* WRITTEN REQUEST A *
Retype the stretch of the text on the national anthem's question from "No matter how" through "of the brave?".

An Anthem with a Question
Have you noticed that our national anthem asks a question?
O say can you see, by the dawn’s early light,
What so proudly we hailed at the twilight’s last gleaming,
Whose broad stripes and bright stars through the perilous fight,
O’er the ramparts we watched, were so gallantly streaming?
That wasn’t a rhetorical question for Francis Scott Key on September 14, 1814, as he watched for the sun to rise over Fort McHenry. It was up for grabs as to whether he would see the “Union Jack” or the “broad stripes and bright stars” that were “so gallantly streaming” the night before. Would the nation the flag represented endure? A glimpse amid “the rockets’ red glare [and] bombs bursting in air” gave him “proof that our flag [and all that it represented] was still there.”
No matter how loudly we cheer when the soloist hits that high note on the last line, the anthem still ends with a question mark.
O say does that star-spangled banner yet wave
O’er the land of the free and the home of the brave?
The Persistent Question
That persistent question has always been with us.

* WRITTEN REQUEST B *
Pull out every line of the records below that contains the word "black".

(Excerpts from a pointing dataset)
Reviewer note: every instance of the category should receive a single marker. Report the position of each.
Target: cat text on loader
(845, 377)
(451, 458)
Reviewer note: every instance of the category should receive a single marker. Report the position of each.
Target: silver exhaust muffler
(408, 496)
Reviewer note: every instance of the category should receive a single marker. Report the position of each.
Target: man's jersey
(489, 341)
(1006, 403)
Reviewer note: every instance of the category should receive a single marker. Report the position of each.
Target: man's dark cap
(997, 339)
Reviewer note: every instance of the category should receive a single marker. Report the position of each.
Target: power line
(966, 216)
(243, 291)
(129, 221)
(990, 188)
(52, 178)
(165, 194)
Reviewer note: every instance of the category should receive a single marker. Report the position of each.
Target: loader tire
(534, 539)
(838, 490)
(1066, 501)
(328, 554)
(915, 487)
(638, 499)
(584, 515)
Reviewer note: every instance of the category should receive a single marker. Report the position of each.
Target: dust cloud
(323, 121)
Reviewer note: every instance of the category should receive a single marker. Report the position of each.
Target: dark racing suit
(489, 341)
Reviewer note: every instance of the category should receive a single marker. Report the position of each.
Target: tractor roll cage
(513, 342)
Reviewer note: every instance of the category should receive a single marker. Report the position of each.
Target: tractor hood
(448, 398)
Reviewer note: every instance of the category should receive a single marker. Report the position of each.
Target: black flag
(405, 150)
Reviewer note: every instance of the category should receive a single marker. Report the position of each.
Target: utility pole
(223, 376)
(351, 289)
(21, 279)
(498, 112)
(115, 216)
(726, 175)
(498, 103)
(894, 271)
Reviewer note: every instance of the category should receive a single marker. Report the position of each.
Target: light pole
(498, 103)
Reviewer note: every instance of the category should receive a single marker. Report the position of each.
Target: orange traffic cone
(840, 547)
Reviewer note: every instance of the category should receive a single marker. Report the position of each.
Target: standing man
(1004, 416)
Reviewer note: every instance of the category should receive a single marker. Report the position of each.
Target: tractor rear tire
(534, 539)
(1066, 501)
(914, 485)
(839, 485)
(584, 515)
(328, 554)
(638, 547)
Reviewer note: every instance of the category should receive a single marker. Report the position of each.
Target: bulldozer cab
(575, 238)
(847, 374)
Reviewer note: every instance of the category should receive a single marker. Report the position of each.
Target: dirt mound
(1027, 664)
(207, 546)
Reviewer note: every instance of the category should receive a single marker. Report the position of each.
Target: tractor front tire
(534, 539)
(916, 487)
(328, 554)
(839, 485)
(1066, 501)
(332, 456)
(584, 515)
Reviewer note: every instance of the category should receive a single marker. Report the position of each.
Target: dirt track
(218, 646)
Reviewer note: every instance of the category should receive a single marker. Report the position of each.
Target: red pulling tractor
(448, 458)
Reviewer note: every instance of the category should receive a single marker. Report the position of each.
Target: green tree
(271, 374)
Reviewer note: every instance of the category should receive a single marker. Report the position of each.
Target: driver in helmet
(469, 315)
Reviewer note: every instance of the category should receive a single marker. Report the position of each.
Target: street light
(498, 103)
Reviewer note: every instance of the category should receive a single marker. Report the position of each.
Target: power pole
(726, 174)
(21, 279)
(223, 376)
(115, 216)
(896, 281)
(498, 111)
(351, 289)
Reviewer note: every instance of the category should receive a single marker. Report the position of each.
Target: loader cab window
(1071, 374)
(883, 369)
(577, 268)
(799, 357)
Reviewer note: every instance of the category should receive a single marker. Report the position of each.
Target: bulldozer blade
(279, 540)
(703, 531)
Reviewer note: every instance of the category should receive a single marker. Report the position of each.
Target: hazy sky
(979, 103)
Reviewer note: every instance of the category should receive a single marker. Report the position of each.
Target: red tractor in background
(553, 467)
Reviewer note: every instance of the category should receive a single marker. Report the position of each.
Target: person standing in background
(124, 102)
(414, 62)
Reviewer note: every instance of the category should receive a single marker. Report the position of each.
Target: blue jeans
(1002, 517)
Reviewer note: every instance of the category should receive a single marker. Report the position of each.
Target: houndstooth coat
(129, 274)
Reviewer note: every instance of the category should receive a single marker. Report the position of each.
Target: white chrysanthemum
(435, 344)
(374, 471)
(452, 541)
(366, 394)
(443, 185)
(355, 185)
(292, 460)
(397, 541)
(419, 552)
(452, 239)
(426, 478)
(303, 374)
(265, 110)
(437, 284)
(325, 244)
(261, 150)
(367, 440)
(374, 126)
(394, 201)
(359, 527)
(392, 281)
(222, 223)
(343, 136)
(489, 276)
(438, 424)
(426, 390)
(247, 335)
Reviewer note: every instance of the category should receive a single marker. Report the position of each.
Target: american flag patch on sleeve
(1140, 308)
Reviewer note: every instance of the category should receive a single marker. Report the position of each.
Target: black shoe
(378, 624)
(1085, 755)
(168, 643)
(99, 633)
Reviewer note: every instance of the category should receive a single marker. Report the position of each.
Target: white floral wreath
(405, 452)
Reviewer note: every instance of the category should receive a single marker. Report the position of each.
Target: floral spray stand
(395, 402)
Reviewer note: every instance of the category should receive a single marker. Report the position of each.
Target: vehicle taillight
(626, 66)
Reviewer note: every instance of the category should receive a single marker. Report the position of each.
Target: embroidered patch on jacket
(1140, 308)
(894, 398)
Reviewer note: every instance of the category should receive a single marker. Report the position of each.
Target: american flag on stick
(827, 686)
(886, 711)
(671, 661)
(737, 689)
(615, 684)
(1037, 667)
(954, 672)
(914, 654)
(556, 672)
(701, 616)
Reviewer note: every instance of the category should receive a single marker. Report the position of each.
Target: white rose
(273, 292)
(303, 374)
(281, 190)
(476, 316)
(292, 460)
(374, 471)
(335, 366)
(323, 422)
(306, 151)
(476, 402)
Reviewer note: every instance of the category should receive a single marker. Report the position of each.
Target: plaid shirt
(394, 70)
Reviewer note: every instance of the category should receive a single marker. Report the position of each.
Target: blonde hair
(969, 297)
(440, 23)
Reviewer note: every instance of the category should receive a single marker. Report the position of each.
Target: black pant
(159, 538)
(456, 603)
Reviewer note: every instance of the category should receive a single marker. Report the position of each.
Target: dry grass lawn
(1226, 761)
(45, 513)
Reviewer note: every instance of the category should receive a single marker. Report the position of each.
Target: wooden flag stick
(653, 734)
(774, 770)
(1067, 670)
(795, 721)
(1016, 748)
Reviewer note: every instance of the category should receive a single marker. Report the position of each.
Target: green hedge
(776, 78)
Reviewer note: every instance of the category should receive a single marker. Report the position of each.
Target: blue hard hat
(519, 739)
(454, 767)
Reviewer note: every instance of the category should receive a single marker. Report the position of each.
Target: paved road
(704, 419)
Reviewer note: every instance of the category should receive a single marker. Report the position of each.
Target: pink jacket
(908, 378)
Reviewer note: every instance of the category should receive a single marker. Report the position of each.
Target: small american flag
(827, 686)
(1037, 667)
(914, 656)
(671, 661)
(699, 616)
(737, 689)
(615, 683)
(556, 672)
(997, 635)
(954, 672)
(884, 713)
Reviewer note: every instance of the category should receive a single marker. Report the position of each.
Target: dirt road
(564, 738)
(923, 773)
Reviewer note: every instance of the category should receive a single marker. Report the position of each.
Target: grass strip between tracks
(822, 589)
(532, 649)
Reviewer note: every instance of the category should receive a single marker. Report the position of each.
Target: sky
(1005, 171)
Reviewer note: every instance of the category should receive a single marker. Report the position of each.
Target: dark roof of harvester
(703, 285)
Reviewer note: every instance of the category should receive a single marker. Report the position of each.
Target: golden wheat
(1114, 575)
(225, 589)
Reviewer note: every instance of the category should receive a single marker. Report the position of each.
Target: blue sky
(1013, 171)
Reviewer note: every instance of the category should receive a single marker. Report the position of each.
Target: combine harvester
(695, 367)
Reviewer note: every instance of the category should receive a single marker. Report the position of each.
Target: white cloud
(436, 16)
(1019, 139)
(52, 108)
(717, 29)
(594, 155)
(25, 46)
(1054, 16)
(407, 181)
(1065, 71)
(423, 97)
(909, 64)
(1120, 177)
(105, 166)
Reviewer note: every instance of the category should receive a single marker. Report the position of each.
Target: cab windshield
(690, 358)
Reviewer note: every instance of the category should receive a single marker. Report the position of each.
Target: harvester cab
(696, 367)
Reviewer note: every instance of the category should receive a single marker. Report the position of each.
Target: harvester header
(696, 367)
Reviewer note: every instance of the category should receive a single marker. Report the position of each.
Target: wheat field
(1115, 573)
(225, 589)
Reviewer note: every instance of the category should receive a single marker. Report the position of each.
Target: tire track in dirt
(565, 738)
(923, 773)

* WRITTEN SOLUTION A *
No matter how loudly we cheer when the soloist hits that high note on the last line, the anthem still ends with a question mark.
O say does that star-spangled banner yet wave
O’er the land of the free and the home of the brave?

* WRITTEN SOLUTION B *
Target: black flag
Target: black shoe
Target: black pant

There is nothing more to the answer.